### SOURCE PASSAGE
---*---
# Poll - Slimline, Evo, or Bodies



## Dslot (Sep 2, 2007)

*Poll - New Products*

Awww, heck.
I was just practicing in how to post a poll, and thought I cancelled the post - but a partial version of my message posted. Since Piz has already answered, let's just leave it up as a more open ended question.

Please choose *one product* as the one you are most interested in and *would be willing to buy several of*, in the first months after introduction. Assuming a chassis price point a bit higher than a standard T-Dash chassis. Add comments, if you wish.

*DEFINITIONS*

EVO
A proposed version of the T-Dash chassis, featuring 
- a removable magnet across the width of the chassis. There will be different strengths available, as well as a brass insert if you want better handling over a stock T-Dash, but without the magnetic down force.
- Magna-Trac type electrical connectors on the bottom with brush cups, and tri-or quadra-lam armature.
- snap-in rear axle, wider wheels & tires.

SLIMLINE
A proposed revival of the Aurora Slimline (narrow) chassis re-engineered with Dash-quality magnets and other changes for power and reliability roughly equal to a full-sized T-Jet.

BODIES
Choose this answer if you'd rather see new-style bodies produced than a new chassis type. Name particular bodies desired, if you wish.


----------



## Piz (Apr 22, 2002)

Magnatraction afx type bodies


----------



## Dslot (Sep 2, 2007)

Comment deleted. Text combined with first post.


----------



## mrtjet (Dec 3, 2013)

Slimline chassis and slimline bodies. Evo? NO! Traction magnets on a pancake? Blasfamy! JMHO.


----------



## Gear Head (Mar 22, 2005)

^^^^ Ditto!


----------



## 60chevyjim (Feb 21, 2008)

tjet classic car bodys that were not made already
except the henry j ... MORE HENRY J's PLEASE !!!
slim line chassis and classic American street car & truck bodys
NO tjet evo chassis there are enough magnet chassis already
even though they don't have screw on type body mounts.


----------



## Grandcheapskate (Jan 5, 2006)

D,
I don't know if you can modifiy your poll selections, but it would be interesting if you included both an AFX and Magna-Traction choice. Personally I would love to get my hands on more standard AFX and Magna-Tractions made of good quality.

I would rather see these than any of the other choices - although I did suggest to Dan way back that he modify the T-Dash to make a Magna-Jet. My suggestion was based on the fact he could use most of the T-Dash parts therefore saving tooling costs; plus some of the Magna-Jet parts (like magnets) could then be used in a Magna-Traction (much like many T-Dash parts could be used in an AFX). He decided to develope the EVO instead which is slightly different than the design I had proposed.
---*---
### TASKS AND EXERCISES
1. In the forum thread, what kind of rear axle does the proposed EVO chassis have?
2. Return, unchanged, the lines of the records from the line that contains "the bridge metal" through the line that contains "x=733, y=248", with both of those lines included.

(Dataset rows)
---*---
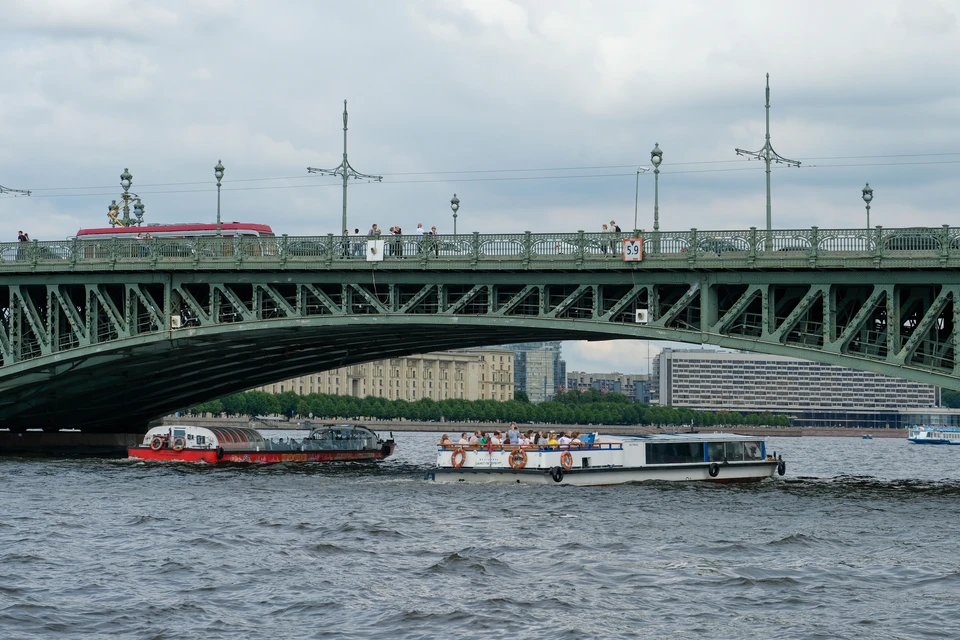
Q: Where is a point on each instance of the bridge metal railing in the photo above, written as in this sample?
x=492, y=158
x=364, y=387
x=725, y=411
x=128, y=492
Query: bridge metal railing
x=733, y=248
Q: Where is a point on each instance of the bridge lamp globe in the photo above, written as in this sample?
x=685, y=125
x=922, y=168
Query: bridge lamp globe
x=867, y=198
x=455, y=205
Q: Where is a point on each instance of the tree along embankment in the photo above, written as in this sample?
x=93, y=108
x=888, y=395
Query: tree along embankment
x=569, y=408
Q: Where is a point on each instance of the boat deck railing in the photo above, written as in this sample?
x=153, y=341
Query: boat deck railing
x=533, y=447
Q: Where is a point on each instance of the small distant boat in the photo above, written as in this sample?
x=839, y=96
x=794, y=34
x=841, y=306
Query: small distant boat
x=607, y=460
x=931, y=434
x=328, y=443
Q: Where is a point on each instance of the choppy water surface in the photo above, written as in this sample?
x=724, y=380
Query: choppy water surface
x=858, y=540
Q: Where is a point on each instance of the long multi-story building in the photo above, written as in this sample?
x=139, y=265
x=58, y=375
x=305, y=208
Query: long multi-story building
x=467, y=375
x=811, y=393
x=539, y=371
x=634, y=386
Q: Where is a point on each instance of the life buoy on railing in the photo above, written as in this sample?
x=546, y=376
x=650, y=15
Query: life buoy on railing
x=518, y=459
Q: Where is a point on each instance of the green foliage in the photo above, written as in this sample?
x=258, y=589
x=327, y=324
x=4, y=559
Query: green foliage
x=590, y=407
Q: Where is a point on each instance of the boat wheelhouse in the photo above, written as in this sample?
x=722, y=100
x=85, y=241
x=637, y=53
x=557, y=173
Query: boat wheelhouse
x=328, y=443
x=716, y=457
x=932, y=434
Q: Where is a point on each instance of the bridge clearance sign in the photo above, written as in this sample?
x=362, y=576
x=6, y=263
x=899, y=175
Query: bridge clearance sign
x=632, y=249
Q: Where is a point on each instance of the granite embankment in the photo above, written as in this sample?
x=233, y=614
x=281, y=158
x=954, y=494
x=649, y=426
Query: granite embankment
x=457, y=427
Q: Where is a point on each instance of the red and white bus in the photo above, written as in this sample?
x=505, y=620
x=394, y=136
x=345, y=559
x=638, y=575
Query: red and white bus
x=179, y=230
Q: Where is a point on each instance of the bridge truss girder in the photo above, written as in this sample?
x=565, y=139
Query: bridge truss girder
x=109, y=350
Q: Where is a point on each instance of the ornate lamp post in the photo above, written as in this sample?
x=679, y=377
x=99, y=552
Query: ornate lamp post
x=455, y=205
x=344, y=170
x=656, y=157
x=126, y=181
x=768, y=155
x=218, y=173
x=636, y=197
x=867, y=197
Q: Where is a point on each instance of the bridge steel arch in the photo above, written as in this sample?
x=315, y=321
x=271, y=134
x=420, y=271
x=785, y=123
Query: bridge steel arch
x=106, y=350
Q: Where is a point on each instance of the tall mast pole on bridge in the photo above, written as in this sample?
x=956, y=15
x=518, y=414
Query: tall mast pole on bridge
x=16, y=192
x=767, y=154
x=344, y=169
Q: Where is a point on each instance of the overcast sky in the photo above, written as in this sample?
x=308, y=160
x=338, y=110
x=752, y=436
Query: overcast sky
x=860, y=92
---*---
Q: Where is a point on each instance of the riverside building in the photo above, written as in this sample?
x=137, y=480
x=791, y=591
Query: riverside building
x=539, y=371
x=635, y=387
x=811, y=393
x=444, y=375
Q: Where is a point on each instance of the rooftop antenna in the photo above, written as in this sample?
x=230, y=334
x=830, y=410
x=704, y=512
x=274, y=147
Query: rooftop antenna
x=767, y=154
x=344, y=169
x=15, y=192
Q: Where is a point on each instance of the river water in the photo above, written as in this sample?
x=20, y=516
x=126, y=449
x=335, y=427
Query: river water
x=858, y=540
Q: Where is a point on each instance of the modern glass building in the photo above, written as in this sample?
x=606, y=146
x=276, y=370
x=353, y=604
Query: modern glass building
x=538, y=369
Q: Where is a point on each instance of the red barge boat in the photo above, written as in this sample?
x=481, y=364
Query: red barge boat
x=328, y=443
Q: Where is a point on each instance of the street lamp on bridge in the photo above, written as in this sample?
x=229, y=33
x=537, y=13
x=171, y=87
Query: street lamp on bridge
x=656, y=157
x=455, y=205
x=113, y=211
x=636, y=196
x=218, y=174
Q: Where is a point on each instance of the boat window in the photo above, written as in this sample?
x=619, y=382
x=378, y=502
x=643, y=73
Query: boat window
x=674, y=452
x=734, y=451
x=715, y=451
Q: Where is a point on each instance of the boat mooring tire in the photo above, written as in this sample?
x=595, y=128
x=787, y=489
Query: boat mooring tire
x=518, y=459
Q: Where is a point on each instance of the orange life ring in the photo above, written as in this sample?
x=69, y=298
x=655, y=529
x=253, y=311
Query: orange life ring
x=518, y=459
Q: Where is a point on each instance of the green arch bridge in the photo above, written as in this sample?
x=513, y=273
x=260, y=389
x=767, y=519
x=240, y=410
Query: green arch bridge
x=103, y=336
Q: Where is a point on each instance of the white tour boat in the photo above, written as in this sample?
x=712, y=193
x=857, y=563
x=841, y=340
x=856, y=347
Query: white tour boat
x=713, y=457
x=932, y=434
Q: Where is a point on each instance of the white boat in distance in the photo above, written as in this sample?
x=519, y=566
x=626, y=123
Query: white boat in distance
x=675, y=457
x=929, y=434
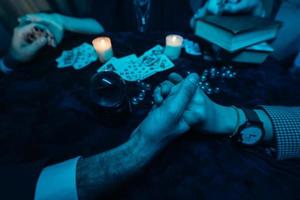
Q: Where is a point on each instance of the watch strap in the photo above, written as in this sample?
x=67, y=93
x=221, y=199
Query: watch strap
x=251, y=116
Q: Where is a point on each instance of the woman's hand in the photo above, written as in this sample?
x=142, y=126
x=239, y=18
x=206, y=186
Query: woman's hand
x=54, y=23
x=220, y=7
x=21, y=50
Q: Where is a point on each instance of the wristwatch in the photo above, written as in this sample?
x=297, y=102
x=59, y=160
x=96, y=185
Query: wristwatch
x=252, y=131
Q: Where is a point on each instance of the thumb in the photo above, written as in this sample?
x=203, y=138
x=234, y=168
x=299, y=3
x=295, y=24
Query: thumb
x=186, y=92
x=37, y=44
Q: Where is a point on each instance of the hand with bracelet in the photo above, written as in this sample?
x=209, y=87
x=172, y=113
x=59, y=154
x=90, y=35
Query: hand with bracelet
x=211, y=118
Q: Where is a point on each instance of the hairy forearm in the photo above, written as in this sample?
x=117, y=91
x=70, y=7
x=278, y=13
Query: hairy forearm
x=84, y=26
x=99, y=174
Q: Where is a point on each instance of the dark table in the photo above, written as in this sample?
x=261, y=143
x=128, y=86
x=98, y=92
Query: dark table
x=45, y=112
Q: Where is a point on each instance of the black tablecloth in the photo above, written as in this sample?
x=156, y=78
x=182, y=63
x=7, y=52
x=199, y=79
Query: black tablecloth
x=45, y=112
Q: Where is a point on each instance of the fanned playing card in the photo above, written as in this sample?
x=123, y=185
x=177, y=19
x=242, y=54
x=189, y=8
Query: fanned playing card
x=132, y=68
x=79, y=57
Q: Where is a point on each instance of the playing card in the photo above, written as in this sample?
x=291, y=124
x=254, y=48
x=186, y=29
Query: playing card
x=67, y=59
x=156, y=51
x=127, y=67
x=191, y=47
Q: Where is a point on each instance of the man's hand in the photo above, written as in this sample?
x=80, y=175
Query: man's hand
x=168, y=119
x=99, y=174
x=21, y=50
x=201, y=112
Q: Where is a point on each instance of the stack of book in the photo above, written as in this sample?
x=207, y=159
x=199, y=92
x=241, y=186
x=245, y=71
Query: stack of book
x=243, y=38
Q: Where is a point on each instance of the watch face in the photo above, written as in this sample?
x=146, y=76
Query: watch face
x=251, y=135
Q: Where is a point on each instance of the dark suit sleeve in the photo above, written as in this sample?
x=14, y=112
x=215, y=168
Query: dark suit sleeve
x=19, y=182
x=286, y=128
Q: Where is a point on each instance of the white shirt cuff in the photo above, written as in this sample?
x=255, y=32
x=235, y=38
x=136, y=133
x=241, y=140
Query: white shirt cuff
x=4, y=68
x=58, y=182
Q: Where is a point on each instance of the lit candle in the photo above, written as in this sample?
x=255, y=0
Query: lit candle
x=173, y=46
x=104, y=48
---*---
### RESULTS FOR THE EXERCISE
1. A snap-in rear axle.

2.
Q: Where is a point on each instance of the bridge metal railing in the photo above, written as in this sample?
x=492, y=158
x=364, y=387
x=725, y=411
x=128, y=492
Query: bridge metal railing
x=733, y=248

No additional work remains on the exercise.